_Records supplied:_
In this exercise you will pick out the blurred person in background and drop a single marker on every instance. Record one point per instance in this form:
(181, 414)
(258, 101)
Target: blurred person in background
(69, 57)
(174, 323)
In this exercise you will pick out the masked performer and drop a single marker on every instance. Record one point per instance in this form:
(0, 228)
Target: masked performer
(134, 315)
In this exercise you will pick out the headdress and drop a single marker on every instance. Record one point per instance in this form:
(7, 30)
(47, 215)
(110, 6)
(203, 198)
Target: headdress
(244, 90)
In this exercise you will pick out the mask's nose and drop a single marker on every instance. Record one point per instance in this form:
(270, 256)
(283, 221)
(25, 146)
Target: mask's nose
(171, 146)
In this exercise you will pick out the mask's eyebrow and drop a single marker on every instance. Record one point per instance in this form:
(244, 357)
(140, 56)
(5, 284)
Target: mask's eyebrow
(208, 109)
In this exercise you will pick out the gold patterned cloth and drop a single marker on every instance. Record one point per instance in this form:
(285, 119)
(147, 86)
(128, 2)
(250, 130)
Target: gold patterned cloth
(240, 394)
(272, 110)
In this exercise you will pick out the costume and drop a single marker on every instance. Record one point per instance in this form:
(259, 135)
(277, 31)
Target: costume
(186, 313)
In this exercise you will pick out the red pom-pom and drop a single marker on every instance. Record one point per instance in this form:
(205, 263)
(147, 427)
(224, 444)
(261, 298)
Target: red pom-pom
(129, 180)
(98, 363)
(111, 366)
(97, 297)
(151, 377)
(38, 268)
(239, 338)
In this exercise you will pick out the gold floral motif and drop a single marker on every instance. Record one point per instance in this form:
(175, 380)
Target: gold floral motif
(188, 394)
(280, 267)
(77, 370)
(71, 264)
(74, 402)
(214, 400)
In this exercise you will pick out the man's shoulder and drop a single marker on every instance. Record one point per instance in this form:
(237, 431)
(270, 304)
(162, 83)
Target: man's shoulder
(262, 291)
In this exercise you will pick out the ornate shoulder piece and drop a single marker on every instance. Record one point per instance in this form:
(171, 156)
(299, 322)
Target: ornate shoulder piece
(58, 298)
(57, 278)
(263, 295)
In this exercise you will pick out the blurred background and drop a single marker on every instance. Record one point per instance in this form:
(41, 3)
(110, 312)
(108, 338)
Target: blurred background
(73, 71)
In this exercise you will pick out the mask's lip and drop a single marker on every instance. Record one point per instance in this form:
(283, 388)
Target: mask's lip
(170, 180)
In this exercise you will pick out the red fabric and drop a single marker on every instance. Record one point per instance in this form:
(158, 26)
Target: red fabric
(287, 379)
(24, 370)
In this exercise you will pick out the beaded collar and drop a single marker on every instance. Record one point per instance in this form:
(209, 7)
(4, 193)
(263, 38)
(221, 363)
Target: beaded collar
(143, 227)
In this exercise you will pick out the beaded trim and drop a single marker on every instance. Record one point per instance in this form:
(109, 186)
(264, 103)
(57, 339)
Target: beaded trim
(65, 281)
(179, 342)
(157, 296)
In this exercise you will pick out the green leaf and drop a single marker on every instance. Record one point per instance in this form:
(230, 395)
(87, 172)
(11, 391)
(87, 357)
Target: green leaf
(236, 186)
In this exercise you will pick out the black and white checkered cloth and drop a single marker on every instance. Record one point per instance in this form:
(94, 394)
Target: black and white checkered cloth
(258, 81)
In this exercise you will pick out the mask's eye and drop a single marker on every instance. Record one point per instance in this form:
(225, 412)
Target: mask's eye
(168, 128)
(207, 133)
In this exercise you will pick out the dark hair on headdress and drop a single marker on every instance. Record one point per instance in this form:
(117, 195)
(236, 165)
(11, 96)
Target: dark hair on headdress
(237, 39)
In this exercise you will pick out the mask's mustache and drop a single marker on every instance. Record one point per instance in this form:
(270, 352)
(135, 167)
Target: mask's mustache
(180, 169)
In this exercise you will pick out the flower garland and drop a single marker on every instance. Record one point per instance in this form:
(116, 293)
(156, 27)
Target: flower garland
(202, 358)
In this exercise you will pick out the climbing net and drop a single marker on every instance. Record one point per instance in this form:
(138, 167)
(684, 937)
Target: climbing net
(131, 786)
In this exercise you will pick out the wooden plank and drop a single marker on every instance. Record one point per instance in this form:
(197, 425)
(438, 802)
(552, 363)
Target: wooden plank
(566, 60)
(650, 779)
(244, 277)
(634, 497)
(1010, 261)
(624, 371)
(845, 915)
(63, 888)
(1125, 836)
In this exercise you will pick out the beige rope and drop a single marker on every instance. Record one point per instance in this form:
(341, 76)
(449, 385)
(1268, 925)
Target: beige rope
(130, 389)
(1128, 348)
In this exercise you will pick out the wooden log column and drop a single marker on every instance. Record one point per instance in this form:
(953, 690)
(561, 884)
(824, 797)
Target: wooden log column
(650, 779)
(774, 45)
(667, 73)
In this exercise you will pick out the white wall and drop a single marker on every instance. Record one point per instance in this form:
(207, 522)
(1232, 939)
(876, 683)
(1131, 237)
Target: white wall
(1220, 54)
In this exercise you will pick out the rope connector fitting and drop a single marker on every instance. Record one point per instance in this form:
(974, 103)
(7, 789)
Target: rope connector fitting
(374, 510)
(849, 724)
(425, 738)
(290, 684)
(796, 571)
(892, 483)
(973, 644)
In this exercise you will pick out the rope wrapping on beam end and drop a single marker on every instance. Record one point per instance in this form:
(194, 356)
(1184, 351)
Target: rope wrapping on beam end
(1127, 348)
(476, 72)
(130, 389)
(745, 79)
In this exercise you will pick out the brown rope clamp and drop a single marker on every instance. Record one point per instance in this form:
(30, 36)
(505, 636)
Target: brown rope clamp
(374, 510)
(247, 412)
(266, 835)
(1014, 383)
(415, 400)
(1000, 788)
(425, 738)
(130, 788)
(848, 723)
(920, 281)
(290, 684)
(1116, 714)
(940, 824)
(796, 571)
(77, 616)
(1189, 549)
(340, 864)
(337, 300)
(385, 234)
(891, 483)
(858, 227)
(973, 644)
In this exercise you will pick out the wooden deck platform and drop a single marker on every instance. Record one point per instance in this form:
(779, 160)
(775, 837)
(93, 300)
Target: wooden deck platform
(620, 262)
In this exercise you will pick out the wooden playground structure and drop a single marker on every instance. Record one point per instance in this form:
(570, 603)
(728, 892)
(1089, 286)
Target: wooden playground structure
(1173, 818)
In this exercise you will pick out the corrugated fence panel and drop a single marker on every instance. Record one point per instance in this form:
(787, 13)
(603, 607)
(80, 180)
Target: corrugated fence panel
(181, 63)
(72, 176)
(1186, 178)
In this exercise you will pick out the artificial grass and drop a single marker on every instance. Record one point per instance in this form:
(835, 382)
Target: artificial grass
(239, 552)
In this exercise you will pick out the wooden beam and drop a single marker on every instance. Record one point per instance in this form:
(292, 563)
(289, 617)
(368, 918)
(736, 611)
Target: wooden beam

_What is being asked:_ Each line of the material above must be reproduced exactly.

_Finished exercise:_
In this exercise you will pick out the blurred person in background and drop a single marker on every instance. Record one point per instance in this form:
(181, 414)
(258, 101)
Target: blurred person in background
(69, 57)
(174, 323)
In this exercise you will pick out the masked performer and drop a single marker on every instance. Record one point per instance in this form:
(0, 228)
Target: masked performer
(134, 315)
In this exercise you will pick out the headdress and drop a single marker on every instance. Record one point per instance in this form:
(7, 30)
(47, 215)
(110, 6)
(203, 198)
Target: headdress
(244, 90)
In this exercise you will pick out the mask's nose and drop a single marker on every instance. Record one point per instance in this form:
(270, 256)
(283, 221)
(25, 146)
Target: mask's nose
(171, 146)
In this exercise you will pick out the mask's eyebrow and drop a single marker on every instance. Record one point per instance in this form:
(244, 357)
(140, 56)
(5, 284)
Target: mask's eyebrow
(208, 109)
In this exercise you will pick out the gold patterned cloth and drop a single marker on every instance. Record one point per instance in this form:
(285, 119)
(147, 86)
(128, 2)
(250, 130)
Target: gold patterned cloth
(240, 394)
(272, 110)
In this exercise you will pick out the costume and drop a single marker on every instance. Record one point per instance in this form:
(259, 135)
(277, 31)
Target: costume
(186, 313)
In this exercise you will pick out the red pom-pom and drop a single marker on every instance. Record one point per instance in this form:
(205, 263)
(147, 427)
(224, 444)
(261, 298)
Target: red pom-pom
(129, 180)
(98, 363)
(111, 366)
(97, 297)
(151, 377)
(38, 268)
(239, 338)
In this exercise you will pick out the gold floral motif and drop a single marker on every instance. Record one point per instance in this form:
(175, 380)
Target: gold floral motif
(188, 394)
(280, 267)
(77, 370)
(71, 264)
(74, 402)
(214, 400)
In this exercise you will pick out the man's shoulder and drop a single marker on every instance. Record one point per instance in this form:
(237, 431)
(270, 304)
(162, 83)
Target: man's shoulder
(262, 291)
In this exercise you will pick out the ornate shoulder piece and drop a single marker on every instance. Record one point per instance in this form:
(171, 156)
(299, 322)
Target: ornate shoulder piece
(58, 298)
(57, 278)
(263, 295)
In this exercise you will pick out the blurred background and drop a single marker on every instance. Record one point per instance in this form:
(41, 3)
(110, 312)
(108, 338)
Target: blurred background
(73, 71)
In this exercise you will pick out the mask's lip and drop a single marker on every instance. Record one point per instance in this form:
(283, 388)
Target: mask's lip
(170, 180)
In this exercise you will pick out the red fabric and drop a single marker on every instance. Record one point per instance in this form:
(158, 26)
Target: red fabric
(287, 379)
(24, 370)
In this exercise you will pick out the beaded collar and drop a single marker on every instance. Record one point per instance in this form:
(209, 7)
(4, 193)
(263, 38)
(221, 363)
Target: beaded collar
(143, 227)
In this exercise you will pick out the beaded trim and drop a single marker on every instance. Record one point per instance in this form:
(109, 186)
(264, 103)
(57, 339)
Target: beaded trim
(65, 281)
(179, 342)
(157, 296)
In this exercise you will pick out the green leaf and drop a single marker on every instance. Record one point per instance in this form:
(230, 395)
(87, 172)
(11, 391)
(87, 357)
Target: green leaf
(236, 186)
In this exercise you will pick out the black and white checkered cloth and drop a single marker on every instance. Record one point per instance in this form:
(94, 394)
Target: black and white checkered cloth
(258, 81)
In this exercise you will pick out the mask's eye and drop a single marker on every instance. Record one point per instance in this form:
(225, 412)
Target: mask's eye
(168, 128)
(207, 133)
In this exercise you will pick out the dark hair on headdress and drop a single marker on every instance. Record one point per instance in this form:
(117, 195)
(236, 165)
(11, 96)
Target: dark hair on headdress
(237, 39)
In this exercise you will pick out the mask's mustache and drop a single marker on every instance. Record one point per instance in this form:
(270, 352)
(135, 167)
Target: mask's mustache
(180, 169)
In this exercise you will pick out the flower garland and drop a single marker on every instance. Record one point per instance in this form:
(116, 293)
(156, 27)
Target: flower garland
(202, 358)
In this exercise you will pick out the climbing net and drop a single marker on every instance. Record one point per instance in this form:
(138, 167)
(684, 937)
Target: climbing net
(131, 786)
In this exercise you will pick out the wooden plank and drop a single marker on every instance. Record one point per instance in this form:
(197, 425)
(438, 802)
(552, 363)
Target: wooden plank
(566, 60)
(650, 779)
(244, 277)
(634, 497)
(1010, 261)
(624, 371)
(845, 915)
(63, 888)
(1125, 836)
In this exercise you will pick out the beige rope and drop a single marker on every instance. Record one point per instance in this form:
(341, 76)
(449, 385)
(1268, 925)
Target: beige rope
(130, 389)
(1128, 348)
In this exercise you will pick out the wooden log column and drop a single marker on every instance. Record one point per instance in this form:
(953, 690)
(561, 884)
(824, 797)
Target: wooden log column
(650, 779)
(774, 45)
(667, 73)
In this exercise you will pick out the white wall and drop a single marker on every instance. Record one point per instance in this form:
(207, 522)
(1232, 939)
(876, 683)
(1131, 237)
Target: white wall
(1220, 54)
In this exercise you will pick out the rope connector fitting and drop a single marker on every instance. Record one point per instance in this form:
(974, 103)
(7, 789)
Target: rope connector fitting
(374, 510)
(849, 724)
(425, 738)
(290, 684)
(796, 571)
(892, 483)
(973, 644)
In this exercise you will pick out the rope wrapping on beam end and drop a single marker on every instance. Record one point per instance in this form:
(194, 356)
(1184, 351)
Target: rope wrapping on beam end
(1127, 348)
(476, 72)
(130, 389)
(745, 79)
In this exercise you will pick out the brown rope clamp and drop a single marker on every instance. Record one point per instance in this form:
(30, 36)
(505, 636)
Target: brown rope clamp
(374, 510)
(247, 412)
(266, 835)
(1014, 383)
(415, 400)
(1000, 788)
(425, 738)
(130, 788)
(848, 723)
(920, 281)
(290, 684)
(1116, 714)
(940, 824)
(796, 571)
(77, 616)
(1189, 549)
(340, 864)
(337, 300)
(385, 234)
(891, 483)
(858, 227)
(973, 644)
In this exercise you will pick out the wooden deck platform and drop a single marker on every instance. Record one point per instance in this form:
(779, 160)
(775, 837)
(93, 300)
Target: wooden deck platform
(620, 262)
In this exercise you will pick out the wooden playground structure and drop a single marker on every instance. Record one point per instance in this form:
(570, 603)
(728, 892)
(1089, 286)
Target: wooden playground structure
(1173, 818)
In this exercise you will pick out the corrugated fence panel and drop a single marker on every instance. Record one point per instance in this form:
(787, 13)
(603, 607)
(80, 180)
Target: corrugated fence panel
(181, 63)
(72, 176)
(1186, 178)
In this exercise you will pick out the artificial grass and drop a single marker on every instance. Record one point per instance in this form:
(835, 382)
Target: artificial grass
(239, 552)
In this exercise you will pick out the wooden beam and drop a single marker on every instance. Record one point per instance in this form:
(292, 563)
(289, 617)
(368, 918)
(736, 611)
Target: wooden beam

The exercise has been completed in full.